___ Text under study ___
I just kind of think about what I want to do, and dream it up from there. I can write songs all the time – although I haven’t been as prolific as normal during the pandemic, because I don’t really want to record a bunch of new songs and then not be able to do anything with them. But Mike and I have been friends since high school, and it was obvious when we started playing together in ’82 or ’83 that if I was going to do anything with music, I would have to get out of Washington. But he was not going to move – he literally lives less than a mile from the house he came home to after he was born. So he wasn’t destined to leave the area, and it wasn’t realistic for me to think that was ever going to happen. But we’ve remained friends ever since, and it’s nice for us to be able to get back together and play music every so often. I can’t think of any other band that would do that.
You’re on the same wavelength, creatively.
That, and the fact we both have really dark senses of humour – which I think is fairly evident on this record. It’s evident on all our records, really. Our band is called Melvins – how tremendously serious can we be? We take the music very seriously, but we still have massive admiration for bands like The Fugs. We’re like The Fugs and Captain Beefheart with heavy metal.
___ Given information ___
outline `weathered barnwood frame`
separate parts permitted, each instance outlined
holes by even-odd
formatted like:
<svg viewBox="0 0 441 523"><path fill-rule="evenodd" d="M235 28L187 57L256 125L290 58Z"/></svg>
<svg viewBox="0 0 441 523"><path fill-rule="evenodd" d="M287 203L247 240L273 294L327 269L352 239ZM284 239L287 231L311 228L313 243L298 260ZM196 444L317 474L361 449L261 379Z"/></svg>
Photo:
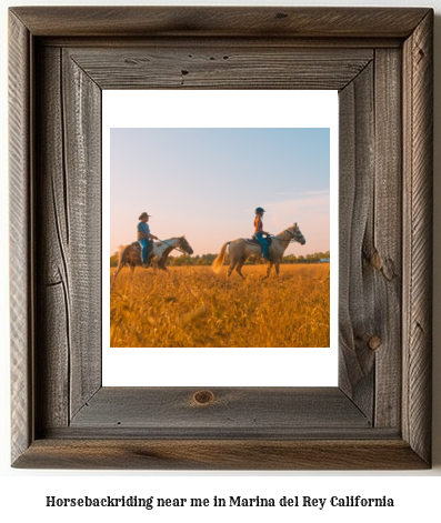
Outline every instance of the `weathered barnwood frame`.
<svg viewBox="0 0 441 523"><path fill-rule="evenodd" d="M430 466L432 24L430 9L10 10L13 466ZM103 89L339 91L338 388L101 386Z"/></svg>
___
### Required action 1:
List every musical act named in the interview passage about playing music with Mike.
### Required action 2:
Continue the interview about playing music with Mike, starting right after its final sentence.

### Answer area 1:
Melvins, The Fugs, Captain Beefheart

### Answer area 2:
Some of your guitar parts on this record are absolutely ripping. Were you keen to really tap into your inner shredlord?
Well I’ve always been able to do that kind of stuff, I just never practised it that much. I just never saw the point, y’know? I never really wanted to do that stuff, even though I can do it. There’s a saying in golf where they say, “Don’t practise stuff you’re not going to do.” As much as I appreciate players like Eddie Van Halen, that style never really spoke to me in a way that made me want to do that. I never really cared about that. I was more kind of bluesy based I guess – I was trying to be like Billy Gibbons crossed with Andy Gill from Gang Of Four, mixed in with a bit of Throbbing Gristle.
So what brought the heaviness out of you on this record?
I don’t know… I write whatever songs come to mind. If you told me to write a heavy metal song, I’d go, “Okay!” I can sit down and start riffing away ’til I figure something out in one way or another; I don’t have a lot of rules when it comes to playing the guitar. I can do lots of stuff in odd tunings and try different things out to inspire myself, but I’ve never been formally trained. Even though I write almost all the stuff I play, I don’t know how to read a bar of it.
It’s always better to go with what’s in your heart, not in a book.
I think so! I have a much more neanderthal approach to the guitar – the solo on “Hund” is lots of fast triplets, but that stuff isn’t too hard. The hard part is the odd timing of the rhythms – that stuff is harder to figure out than the soloing. But soloing is something I think is really important, and I have a strange approach to it – it’s not really jamming, it’s a lot more meticulous. I’m glad we brought up “Hund”, because I think that solo is particularly good.
How’d you come up with it?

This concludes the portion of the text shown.